Work item: Without the pictures, copy all the entries below exactly.

(Saved entries)
____________

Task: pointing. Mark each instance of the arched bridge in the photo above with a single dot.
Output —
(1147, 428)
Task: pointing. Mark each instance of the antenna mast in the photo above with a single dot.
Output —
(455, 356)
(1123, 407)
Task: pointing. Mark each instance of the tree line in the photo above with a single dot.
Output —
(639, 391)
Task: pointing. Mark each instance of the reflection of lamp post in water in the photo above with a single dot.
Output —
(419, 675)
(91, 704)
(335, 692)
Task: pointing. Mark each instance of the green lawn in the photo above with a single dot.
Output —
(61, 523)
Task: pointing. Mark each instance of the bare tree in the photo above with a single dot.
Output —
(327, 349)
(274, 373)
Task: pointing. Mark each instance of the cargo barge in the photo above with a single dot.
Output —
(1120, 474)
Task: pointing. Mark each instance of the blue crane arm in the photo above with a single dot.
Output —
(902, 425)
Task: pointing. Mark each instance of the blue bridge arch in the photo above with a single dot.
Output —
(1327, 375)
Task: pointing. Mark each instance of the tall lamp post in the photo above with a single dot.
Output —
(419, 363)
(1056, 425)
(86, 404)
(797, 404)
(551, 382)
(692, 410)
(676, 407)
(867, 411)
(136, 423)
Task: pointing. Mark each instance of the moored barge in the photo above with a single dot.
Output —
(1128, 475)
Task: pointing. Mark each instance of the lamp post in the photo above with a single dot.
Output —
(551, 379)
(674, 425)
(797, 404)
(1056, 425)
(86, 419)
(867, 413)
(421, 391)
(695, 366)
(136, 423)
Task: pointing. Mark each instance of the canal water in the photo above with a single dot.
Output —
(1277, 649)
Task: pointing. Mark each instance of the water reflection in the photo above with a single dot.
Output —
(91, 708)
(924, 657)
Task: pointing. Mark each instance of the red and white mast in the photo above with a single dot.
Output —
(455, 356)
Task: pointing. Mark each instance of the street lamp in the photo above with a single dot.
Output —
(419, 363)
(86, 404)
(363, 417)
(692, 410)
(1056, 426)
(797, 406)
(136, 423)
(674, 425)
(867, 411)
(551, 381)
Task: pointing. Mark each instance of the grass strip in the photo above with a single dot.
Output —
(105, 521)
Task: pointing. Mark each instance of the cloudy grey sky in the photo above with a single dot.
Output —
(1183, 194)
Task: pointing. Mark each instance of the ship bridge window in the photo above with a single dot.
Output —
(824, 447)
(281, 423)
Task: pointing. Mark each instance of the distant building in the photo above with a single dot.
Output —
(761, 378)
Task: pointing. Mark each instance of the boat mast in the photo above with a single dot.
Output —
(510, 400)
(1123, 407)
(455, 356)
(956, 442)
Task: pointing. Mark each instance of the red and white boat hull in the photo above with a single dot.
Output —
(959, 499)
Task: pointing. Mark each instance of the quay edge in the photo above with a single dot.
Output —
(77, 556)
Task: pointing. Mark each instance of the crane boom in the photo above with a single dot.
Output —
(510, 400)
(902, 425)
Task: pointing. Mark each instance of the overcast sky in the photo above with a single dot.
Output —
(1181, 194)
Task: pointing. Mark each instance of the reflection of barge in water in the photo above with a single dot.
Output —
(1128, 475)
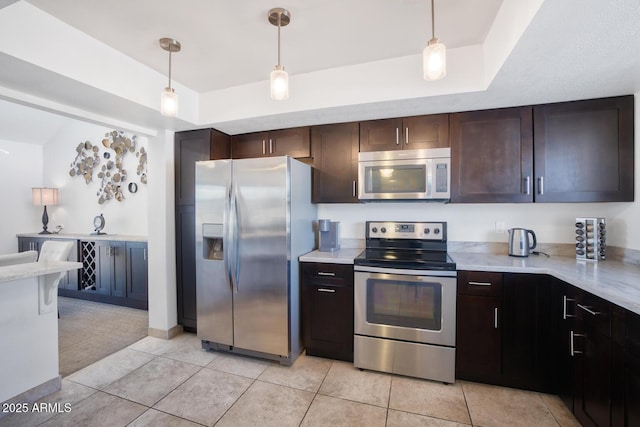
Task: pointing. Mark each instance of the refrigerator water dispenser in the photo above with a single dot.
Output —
(213, 243)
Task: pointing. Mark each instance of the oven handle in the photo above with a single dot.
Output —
(436, 273)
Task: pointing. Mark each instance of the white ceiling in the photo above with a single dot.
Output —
(572, 49)
(228, 43)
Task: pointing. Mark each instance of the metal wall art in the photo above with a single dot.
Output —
(112, 173)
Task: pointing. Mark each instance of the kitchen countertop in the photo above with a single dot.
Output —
(342, 256)
(31, 269)
(615, 281)
(113, 237)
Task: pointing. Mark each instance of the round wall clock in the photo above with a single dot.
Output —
(98, 223)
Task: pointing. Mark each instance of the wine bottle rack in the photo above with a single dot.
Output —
(88, 253)
(591, 239)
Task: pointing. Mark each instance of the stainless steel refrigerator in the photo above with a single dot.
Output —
(254, 217)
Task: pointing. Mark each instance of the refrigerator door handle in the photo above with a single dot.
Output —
(228, 238)
(234, 239)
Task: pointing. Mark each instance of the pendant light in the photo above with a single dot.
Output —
(434, 56)
(279, 77)
(168, 97)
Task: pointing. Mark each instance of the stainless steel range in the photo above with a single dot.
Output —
(405, 301)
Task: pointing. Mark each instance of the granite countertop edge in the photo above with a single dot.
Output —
(89, 237)
(615, 281)
(32, 269)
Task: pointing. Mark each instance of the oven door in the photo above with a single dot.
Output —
(408, 305)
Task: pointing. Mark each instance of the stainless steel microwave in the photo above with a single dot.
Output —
(405, 175)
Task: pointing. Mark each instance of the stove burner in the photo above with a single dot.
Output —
(408, 248)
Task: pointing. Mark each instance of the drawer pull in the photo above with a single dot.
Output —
(572, 336)
(564, 307)
(480, 283)
(323, 273)
(588, 310)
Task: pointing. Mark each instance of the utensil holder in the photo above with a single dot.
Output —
(591, 239)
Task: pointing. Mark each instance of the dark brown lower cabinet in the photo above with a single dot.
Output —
(478, 326)
(327, 309)
(505, 330)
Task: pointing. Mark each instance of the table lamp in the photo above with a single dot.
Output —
(43, 196)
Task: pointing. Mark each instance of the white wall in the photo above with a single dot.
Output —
(552, 222)
(78, 202)
(20, 169)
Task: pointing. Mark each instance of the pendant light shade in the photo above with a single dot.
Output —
(279, 77)
(434, 56)
(168, 97)
(279, 84)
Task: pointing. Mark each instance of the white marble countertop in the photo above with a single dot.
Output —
(614, 281)
(115, 237)
(343, 256)
(31, 269)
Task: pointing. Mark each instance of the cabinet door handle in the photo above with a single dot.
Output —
(565, 316)
(588, 310)
(571, 337)
(541, 185)
(323, 273)
(480, 283)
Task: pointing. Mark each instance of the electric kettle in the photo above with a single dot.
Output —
(519, 244)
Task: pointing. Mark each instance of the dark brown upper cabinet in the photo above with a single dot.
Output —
(584, 150)
(294, 142)
(408, 133)
(335, 163)
(492, 156)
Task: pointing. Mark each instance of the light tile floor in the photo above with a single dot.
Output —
(156, 382)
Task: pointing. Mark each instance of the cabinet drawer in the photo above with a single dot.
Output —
(593, 314)
(481, 283)
(337, 274)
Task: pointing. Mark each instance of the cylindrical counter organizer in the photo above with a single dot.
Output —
(591, 239)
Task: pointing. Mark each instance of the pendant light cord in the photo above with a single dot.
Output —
(169, 68)
(279, 22)
(433, 22)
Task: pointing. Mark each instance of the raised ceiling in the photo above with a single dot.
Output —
(228, 43)
(563, 50)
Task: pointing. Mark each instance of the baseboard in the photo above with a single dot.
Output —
(163, 334)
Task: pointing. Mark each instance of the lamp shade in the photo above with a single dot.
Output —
(279, 84)
(168, 102)
(434, 60)
(43, 196)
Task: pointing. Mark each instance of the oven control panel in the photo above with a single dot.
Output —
(407, 230)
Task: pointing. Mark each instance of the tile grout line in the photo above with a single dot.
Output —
(315, 395)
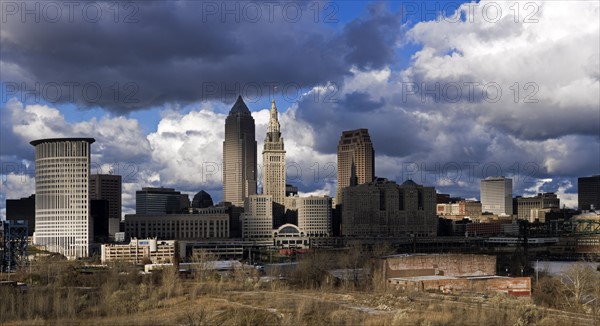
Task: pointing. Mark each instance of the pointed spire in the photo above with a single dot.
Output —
(239, 107)
(273, 121)
(353, 177)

____________

Finished exercise:
Task: pointing. Mark each instance of the arched bridge in the photo above with a single dot.
Output —
(1147, 428)
Task: pointing. Mark each instance of the antenna mast in the photo above with a single dot.
Output —
(455, 356)
(1123, 407)
Task: pointing. Mark each instance of the tree line in the photo above with a single dot.
Output —
(639, 391)
Task: pointing. Mark each instance of the reflection of lamp post in water in the photo above with a single dot.
Output —
(419, 675)
(91, 704)
(335, 692)
Task: pointing. Mark each instance of the green lawn in the photo above with a single dot.
Output —
(61, 523)
Task: pointing. Mark each instance of the bare tree in the photo above with a single dot.
Output —
(327, 349)
(274, 373)
Task: pointing. Mark each instance of the cargo barge in the photo above with a single dot.
Output —
(1120, 474)
Task: pointing. Mark each instance of the blue crane arm in the photo above with a single dot.
Output —
(902, 425)
Task: pointing. Mark each instance of the blue bridge arch in the photo above with a single dot.
Output —
(1327, 375)
Task: pointing. Mark each instance of the tall lamp post in the photo above with a single dot.
Output —
(419, 363)
(1056, 425)
(86, 404)
(797, 404)
(551, 382)
(692, 410)
(676, 407)
(867, 411)
(136, 423)
Task: pointing. Mark each instance of the moored barge in the photo above with a single dot.
Output —
(1128, 475)
Task: pointing. Mark each instance of the lamp post in the photo above with a single dot.
Output —
(551, 379)
(674, 425)
(797, 404)
(1056, 425)
(86, 419)
(867, 413)
(421, 391)
(695, 366)
(136, 423)
Task: pointing. Mark each instance of the canal water in the photo above with a single dot.
Output —
(1277, 649)
Task: pointing. Mark each instance of the water reflection in the photo above with a single dot.
Output —
(91, 708)
(924, 657)
Task: pointing. Mark each instance of the red and white mast in the photo above with a single dot.
Output —
(455, 356)
Task: pointing. Mark each instance of the street lamp in the photo above with a single dot.
Output —
(419, 363)
(86, 404)
(363, 417)
(692, 410)
(1056, 426)
(797, 406)
(136, 423)
(674, 425)
(867, 411)
(551, 381)
Task: pointing. Mark each instance of the grass strip in the photo above with a single dot.
Output —
(105, 521)
Task: pointing. Mark each instance of the cloudy grey sky in the photo above with a single dot.
Output —
(1183, 194)
Task: pointing. Mark each instance of the ship bridge window in the photo above with a single dot.
Output —
(824, 447)
(281, 423)
Task: pointing. Mark each instance of the distant building in the photo above with a single dot.
Output —
(761, 378)
Task: pointing. Mark each instance of the boat mast in the photo above with a single dot.
Output —
(510, 400)
(1123, 407)
(455, 356)
(956, 442)
Task: pointing. Mark each instance of the red and white boat hull in the photo above with a single dot.
Output —
(959, 499)
Task: pointing. Mark each instance of the quay edge in the photo above with a single dot.
Output —
(77, 556)
Task: pointing. Mark each instance of the crane boom in the photo above with a single dot.
Output —
(510, 400)
(902, 425)
Task: pointing. Mark each instance of the overcast sky in the photo above with a single dot.
Output —
(1181, 194)
Task: pointing. Mark each instance of the reflection of barge in water in the photo above with a single dot.
Output —
(1128, 475)
Task: pointing. Mark each instance of the refrigerator water dispenser in the photo above with a single dot.
Output —
(213, 243)
Task: pointing. Mark each instance of the oven handle in the photo above with a single dot.
Output —
(436, 273)
Task: pointing. Mark each instance of the white ceiling in the photo above with a single dot.
Output —
(572, 49)
(228, 43)
Task: pointing. Mark each instance of the metal wall art in the photo above with a single dot.
Output —
(112, 173)
Task: pointing. Mark each instance of the kitchen countertop in the photo above with a single dot.
Output —
(342, 256)
(31, 269)
(615, 281)
(113, 237)
Task: pointing. Mark each instance of the round wall clock in the photo above with a single dot.
Output —
(98, 223)
Task: pointing. Mark each instance of the wine bottle rack in the photo above with a single dot.
Output —
(88, 253)
(591, 239)
Task: pointing. Mark each instance of the stainless steel refrigerator in the photo above with a single dot.
Output —
(254, 217)
Task: pointing. Mark each instance of the refrigerator door handle in the photo above with a single dot.
Output —
(228, 238)
(234, 239)
Task: pointing. Mark each instance of the pendant light in the photo above with a single dot.
Output —
(434, 56)
(279, 77)
(168, 97)
Task: pointing. Mark each instance of the stainless steel range in the photo above with a single dot.
Output —
(405, 301)
Task: pointing. Mark each instance of the granite countertop edge in the photo above with a single dot.
Output —
(89, 237)
(615, 281)
(32, 269)
Task: pointing. Mark each instance of the oven door in the photo above with a single dot.
Output —
(408, 305)
Task: pointing. Mark each instance of the stainless steel microwave in the photo above with a single dot.
Output —
(405, 175)
Task: pointing. Mark each instance of the stove burner in the photo above with a single dot.
Output —
(408, 248)
Task: pointing. Mark each instance of the drawer pull in the photo above with a single dot.
Output —
(572, 336)
(564, 307)
(480, 283)
(323, 273)
(588, 310)
Task: pointing. Mark each instance of the utensil holder in the photo above with a single dot.
Output —
(591, 239)
Task: pointing. Mark each instance of the dark brown lower cabinet in the photo above with a single dot.
Output —
(478, 326)
(327, 309)
(505, 330)
Task: pointing. Mark each instance of the table lamp in the photo above with a single dot.
Output —
(43, 196)
Task: pointing. Mark each instance of the white wall in the photo above with a single dot.
Output —
(552, 222)
(78, 202)
(20, 169)
Task: pointing. Mark each instance of the pendant light shade in the photo above with a single dot.
Output —
(279, 77)
(434, 56)
(168, 97)
(279, 84)
Task: pointing. Mark each instance of the white marble countertop in the photo above with a single dot.
Output —
(614, 281)
(115, 237)
(343, 256)
(31, 269)
Task: pointing. Mark each instance of the cabinet door handle in the photo above with a single dot.
Output —
(565, 316)
(588, 310)
(571, 337)
(541, 185)
(323, 273)
(480, 283)
Task: pointing. Mark each instance of the electric kettle in the photo above with a single dot.
Output —
(519, 244)
Task: pointing. Mark each instance of the dark brown upper cabinet in the photo above with a single dot.
Output —
(584, 150)
(294, 142)
(408, 133)
(335, 163)
(492, 156)
Task: pointing. Mark each instance of the light tile floor in the photo above with a single dot.
Output —
(156, 382)
Task: pointing. Mark each instance of the cabinet drawer in the photo above with a single dot.
Output —
(593, 314)
(481, 283)
(337, 274)
Task: pointing. Mark each instance of the cylindrical counter organizer in the photo above with a single dot.
Output —
(591, 239)
Task: pointing. Mark each instance of the pendant light cord in the photo above with a single dot.
Output —
(169, 68)
(279, 22)
(433, 22)
Task: pointing. Mark each instance of the raised ceiling in the photo above with a single dot.
Output —
(228, 43)
(563, 50)
Task: pointing. Mark each instance of the baseboard in the photo above with a single dot.
Output —
(163, 334)
Task: pointing. Mark each instance of the lamp shade in the photo above with a single dot.
Output —
(279, 84)
(168, 102)
(434, 60)
(43, 196)
Task: pointing. Mark each instance of the oven control panel in the photo above with a single dot.
Output —
(407, 230)
Task: pointing. Mark each instance of the tile grout line in the photo above with a single dot.
Output —
(315, 395)
Task: pointing. Mark each instance of the pointed spire in the photo above with a single dot.
Output —
(239, 107)
(273, 121)
(353, 177)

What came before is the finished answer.